» **AUFGABE**
Setzen Sie den Text über absurde Nachrichtenmeldungen in Actionfilmen der 80er Jahre im Anschluss an seinen letzten Satz fort.

In den 80ern hatten Actionfilme oft irgendein News-Reel mit ganz absurden Nachrichten, die einem zeigen sollten, dass man sich nun in der völlig bananigen Version der Zukunft befand. Sowas wie „Warschauer Pakt frisst sich selbst: Russland greift Ukraine an!“ oder „2. Jahr globaler Hausarrest!“ oder „Ganz Europa feiert deutsche Aufrüstung!“ oder „Japanischer Flugzeugträger besucht Pearl Harbor!“ oder „Gefunden: 72. Geschlecht!“. Irgendeinen Scheiß halt, der komplett unrealistisch ist und aus ner Parallelwelt kommen muss.

» **GEZEIGTES MATERIAL**

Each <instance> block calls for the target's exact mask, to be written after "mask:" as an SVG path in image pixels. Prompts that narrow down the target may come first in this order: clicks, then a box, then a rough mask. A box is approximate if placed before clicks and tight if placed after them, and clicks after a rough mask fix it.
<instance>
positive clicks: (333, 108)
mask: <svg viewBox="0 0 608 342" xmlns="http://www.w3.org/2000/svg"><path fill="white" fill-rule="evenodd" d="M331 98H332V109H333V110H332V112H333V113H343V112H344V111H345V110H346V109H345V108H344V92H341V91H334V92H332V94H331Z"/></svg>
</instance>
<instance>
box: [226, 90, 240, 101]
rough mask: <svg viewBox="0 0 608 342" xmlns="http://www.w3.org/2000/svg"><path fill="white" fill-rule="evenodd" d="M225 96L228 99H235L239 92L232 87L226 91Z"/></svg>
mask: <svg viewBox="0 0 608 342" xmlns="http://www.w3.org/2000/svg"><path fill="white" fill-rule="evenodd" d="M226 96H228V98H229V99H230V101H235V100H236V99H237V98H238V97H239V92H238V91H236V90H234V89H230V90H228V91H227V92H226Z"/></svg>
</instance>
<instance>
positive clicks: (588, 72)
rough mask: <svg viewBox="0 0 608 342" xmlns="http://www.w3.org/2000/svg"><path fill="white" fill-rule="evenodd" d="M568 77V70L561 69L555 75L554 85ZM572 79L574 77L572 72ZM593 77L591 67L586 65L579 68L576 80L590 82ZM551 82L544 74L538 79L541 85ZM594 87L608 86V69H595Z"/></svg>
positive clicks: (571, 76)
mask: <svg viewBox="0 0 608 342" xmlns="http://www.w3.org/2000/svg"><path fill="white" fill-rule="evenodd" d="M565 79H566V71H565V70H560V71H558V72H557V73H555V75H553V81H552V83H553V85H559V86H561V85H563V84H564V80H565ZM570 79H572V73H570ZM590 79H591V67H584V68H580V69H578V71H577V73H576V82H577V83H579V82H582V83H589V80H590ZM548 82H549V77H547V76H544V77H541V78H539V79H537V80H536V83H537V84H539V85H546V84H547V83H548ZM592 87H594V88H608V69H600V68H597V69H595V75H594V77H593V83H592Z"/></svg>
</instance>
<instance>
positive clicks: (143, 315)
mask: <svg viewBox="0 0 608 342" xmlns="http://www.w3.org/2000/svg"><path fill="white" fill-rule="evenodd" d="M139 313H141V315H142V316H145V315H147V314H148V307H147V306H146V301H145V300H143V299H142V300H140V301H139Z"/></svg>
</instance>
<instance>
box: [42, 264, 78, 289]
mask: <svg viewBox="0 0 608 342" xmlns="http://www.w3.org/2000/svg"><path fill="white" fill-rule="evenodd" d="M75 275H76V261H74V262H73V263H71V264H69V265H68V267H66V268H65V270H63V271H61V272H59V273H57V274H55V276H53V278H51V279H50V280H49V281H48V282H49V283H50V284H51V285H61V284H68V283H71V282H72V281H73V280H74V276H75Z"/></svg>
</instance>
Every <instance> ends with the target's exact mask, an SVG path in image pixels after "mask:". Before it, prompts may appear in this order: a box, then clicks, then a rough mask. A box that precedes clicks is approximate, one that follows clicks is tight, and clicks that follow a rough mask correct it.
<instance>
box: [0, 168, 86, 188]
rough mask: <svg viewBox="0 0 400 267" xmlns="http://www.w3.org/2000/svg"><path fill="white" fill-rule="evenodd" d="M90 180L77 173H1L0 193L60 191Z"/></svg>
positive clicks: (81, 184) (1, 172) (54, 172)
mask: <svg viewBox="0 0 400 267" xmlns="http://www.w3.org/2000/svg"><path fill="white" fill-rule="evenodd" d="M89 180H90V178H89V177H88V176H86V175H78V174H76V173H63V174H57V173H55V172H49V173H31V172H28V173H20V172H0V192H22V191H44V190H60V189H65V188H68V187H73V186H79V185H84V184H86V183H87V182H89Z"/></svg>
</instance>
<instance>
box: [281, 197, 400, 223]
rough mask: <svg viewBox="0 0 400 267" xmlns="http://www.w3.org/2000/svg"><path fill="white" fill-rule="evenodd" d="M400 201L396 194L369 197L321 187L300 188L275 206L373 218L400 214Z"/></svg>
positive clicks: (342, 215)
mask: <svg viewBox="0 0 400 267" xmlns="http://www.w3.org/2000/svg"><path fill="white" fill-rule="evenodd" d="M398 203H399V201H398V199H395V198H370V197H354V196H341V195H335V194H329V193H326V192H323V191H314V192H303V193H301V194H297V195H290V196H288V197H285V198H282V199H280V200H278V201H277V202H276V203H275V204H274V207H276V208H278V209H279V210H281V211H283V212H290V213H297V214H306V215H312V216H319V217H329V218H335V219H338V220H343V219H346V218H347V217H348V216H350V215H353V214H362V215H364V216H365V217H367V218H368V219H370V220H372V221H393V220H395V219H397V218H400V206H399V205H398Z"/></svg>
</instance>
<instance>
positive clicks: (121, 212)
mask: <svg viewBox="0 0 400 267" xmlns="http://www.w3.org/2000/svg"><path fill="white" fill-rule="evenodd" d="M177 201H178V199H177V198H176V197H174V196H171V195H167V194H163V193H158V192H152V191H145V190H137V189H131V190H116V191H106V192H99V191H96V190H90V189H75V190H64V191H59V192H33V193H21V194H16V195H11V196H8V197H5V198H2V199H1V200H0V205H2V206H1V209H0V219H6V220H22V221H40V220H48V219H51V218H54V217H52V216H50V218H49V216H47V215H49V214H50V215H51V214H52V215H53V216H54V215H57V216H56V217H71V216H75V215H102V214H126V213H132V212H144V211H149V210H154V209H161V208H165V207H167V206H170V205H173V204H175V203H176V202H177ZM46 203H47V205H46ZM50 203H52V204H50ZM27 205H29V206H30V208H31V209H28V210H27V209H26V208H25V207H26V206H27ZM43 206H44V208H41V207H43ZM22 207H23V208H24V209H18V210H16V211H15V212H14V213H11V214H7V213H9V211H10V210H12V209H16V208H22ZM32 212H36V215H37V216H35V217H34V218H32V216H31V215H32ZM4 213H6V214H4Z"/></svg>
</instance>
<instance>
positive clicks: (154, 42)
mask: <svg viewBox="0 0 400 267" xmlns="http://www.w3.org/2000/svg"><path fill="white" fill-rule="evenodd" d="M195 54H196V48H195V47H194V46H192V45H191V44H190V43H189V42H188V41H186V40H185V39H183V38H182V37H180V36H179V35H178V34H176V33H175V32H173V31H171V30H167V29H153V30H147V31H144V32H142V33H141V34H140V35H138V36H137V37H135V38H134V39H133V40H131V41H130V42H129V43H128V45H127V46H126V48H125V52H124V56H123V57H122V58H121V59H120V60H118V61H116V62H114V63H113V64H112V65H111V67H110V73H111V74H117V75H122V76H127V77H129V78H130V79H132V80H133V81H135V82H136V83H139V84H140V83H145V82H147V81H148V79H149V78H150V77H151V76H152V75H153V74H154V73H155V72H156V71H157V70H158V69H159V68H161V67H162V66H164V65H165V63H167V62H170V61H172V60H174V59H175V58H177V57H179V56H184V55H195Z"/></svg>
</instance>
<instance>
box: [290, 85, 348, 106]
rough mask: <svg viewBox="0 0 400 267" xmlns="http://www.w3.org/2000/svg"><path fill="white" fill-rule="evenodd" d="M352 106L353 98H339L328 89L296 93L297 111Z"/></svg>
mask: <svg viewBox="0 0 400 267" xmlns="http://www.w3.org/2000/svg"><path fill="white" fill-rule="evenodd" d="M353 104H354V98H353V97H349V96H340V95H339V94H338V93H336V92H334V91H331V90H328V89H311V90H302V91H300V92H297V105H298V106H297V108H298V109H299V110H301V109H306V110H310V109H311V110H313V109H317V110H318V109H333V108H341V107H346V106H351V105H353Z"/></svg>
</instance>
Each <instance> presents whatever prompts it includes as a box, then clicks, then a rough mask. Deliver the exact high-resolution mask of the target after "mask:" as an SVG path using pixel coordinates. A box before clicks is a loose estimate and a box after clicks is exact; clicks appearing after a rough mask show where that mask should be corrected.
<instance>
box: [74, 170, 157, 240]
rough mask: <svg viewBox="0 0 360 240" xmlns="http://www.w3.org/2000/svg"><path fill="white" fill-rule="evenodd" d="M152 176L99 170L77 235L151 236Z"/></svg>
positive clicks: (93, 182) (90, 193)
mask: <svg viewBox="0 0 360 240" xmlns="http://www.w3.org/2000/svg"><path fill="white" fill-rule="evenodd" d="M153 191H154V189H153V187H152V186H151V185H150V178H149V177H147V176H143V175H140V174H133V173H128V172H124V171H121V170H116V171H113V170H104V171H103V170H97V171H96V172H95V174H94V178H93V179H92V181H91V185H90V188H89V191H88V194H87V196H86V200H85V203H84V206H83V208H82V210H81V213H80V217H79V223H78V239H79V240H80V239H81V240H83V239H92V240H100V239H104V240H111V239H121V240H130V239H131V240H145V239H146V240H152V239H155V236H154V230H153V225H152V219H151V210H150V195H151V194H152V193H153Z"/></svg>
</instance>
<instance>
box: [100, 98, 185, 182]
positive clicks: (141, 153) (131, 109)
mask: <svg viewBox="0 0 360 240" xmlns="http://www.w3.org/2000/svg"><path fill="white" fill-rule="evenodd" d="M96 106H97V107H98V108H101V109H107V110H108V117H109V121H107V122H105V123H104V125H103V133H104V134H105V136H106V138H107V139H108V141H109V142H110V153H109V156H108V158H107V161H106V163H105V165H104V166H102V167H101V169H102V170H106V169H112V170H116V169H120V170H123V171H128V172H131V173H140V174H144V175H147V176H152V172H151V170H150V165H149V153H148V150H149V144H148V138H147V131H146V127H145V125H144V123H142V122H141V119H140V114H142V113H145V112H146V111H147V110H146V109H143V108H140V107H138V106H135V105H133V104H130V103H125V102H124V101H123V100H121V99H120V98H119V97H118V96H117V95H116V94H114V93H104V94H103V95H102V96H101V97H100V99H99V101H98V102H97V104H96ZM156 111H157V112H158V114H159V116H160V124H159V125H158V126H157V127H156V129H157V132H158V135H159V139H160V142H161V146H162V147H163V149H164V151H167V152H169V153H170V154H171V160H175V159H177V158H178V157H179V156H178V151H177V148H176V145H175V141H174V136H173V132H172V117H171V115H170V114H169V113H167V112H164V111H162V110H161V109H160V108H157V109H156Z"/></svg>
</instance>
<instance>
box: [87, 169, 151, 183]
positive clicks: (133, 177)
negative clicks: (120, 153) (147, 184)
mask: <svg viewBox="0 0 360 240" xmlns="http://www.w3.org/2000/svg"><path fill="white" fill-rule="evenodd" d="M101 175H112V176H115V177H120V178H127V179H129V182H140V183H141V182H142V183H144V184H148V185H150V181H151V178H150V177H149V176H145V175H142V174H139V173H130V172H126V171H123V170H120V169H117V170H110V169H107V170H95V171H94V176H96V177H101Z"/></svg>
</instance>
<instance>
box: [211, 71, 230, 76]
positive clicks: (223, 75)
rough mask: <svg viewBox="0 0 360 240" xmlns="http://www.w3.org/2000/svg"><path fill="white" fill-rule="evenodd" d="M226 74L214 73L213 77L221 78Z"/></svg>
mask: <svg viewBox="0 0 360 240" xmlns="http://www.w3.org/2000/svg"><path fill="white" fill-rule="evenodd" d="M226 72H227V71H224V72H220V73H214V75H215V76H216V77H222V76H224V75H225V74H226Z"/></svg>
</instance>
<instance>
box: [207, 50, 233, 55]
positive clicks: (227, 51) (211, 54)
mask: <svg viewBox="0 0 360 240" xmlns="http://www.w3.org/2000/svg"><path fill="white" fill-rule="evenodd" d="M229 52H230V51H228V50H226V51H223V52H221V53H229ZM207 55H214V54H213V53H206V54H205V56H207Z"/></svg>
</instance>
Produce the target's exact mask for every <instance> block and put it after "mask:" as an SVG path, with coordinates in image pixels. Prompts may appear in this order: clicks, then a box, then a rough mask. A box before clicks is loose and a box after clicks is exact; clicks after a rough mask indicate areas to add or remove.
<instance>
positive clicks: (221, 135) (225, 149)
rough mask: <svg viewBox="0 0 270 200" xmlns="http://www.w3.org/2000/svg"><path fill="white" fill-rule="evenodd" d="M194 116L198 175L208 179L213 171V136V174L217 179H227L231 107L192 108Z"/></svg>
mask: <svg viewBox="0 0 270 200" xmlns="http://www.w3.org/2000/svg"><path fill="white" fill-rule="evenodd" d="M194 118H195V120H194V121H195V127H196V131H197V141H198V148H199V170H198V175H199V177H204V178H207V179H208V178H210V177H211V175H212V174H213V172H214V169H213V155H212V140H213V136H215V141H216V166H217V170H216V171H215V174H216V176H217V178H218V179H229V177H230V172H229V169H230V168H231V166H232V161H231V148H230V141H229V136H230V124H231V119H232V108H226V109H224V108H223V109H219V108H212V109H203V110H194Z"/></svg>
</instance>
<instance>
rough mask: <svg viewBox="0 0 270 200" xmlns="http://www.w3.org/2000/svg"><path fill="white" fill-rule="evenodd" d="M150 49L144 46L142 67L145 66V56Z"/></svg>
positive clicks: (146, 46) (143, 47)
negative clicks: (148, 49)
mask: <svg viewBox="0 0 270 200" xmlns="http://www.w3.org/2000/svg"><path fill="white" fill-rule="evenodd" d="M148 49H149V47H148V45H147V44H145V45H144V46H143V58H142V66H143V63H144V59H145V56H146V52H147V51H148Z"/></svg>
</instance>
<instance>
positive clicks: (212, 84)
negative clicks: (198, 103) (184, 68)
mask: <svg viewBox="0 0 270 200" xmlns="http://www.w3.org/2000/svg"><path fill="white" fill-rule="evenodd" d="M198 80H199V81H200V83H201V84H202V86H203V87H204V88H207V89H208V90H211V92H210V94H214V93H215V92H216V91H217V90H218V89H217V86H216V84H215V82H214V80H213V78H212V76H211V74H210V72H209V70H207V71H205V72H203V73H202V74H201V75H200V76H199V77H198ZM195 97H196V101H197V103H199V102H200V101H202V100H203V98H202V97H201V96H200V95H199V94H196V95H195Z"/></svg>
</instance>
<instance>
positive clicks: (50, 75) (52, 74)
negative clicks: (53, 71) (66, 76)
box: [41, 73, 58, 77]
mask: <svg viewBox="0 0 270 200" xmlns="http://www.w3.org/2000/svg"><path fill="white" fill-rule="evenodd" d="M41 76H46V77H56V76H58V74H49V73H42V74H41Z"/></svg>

» **ANTWORT**
Nunja, in Stiekelkamperfehn (Natürlich. Bei Wacken.) hat die Pastorin Lisa Koens in der St.-Nikolai-Kirche Pole Dance in den Gottesdienst geholt. Nicht als „Shock-Value“, sondern als Statement über Freiheit, Körper, Selbstbestimmung und wie man patriarchale Narrative am besten entsorgt: mit Stil, Kraft und Grifftechnik. So wurde es jedenfalls berichtet, inklusive der Info, dass eine professionelle Tänzerin vor der Gemeinde auftrat und Koens das Ganze in der Predigt als „zurückerobert“ hat und befreiend einordnete (ref.ch). Ihr müsst also nicht nach Bildern der guten Frau googlen. Aber das habt ihr eh schon getan, oder?
Kirche, aber make it Körperkompetenz
Die Nummer ist so simpel wie revolutionär: die Kirche will Menschen erreichen. Menschen leben in Körpern. Körper bewegen sich. Und manchmal bewegen sie sich eben nicht nur im Knien, Sitzen, Stehen, Knien, wie in diesem liturgischen Fitnessstudio.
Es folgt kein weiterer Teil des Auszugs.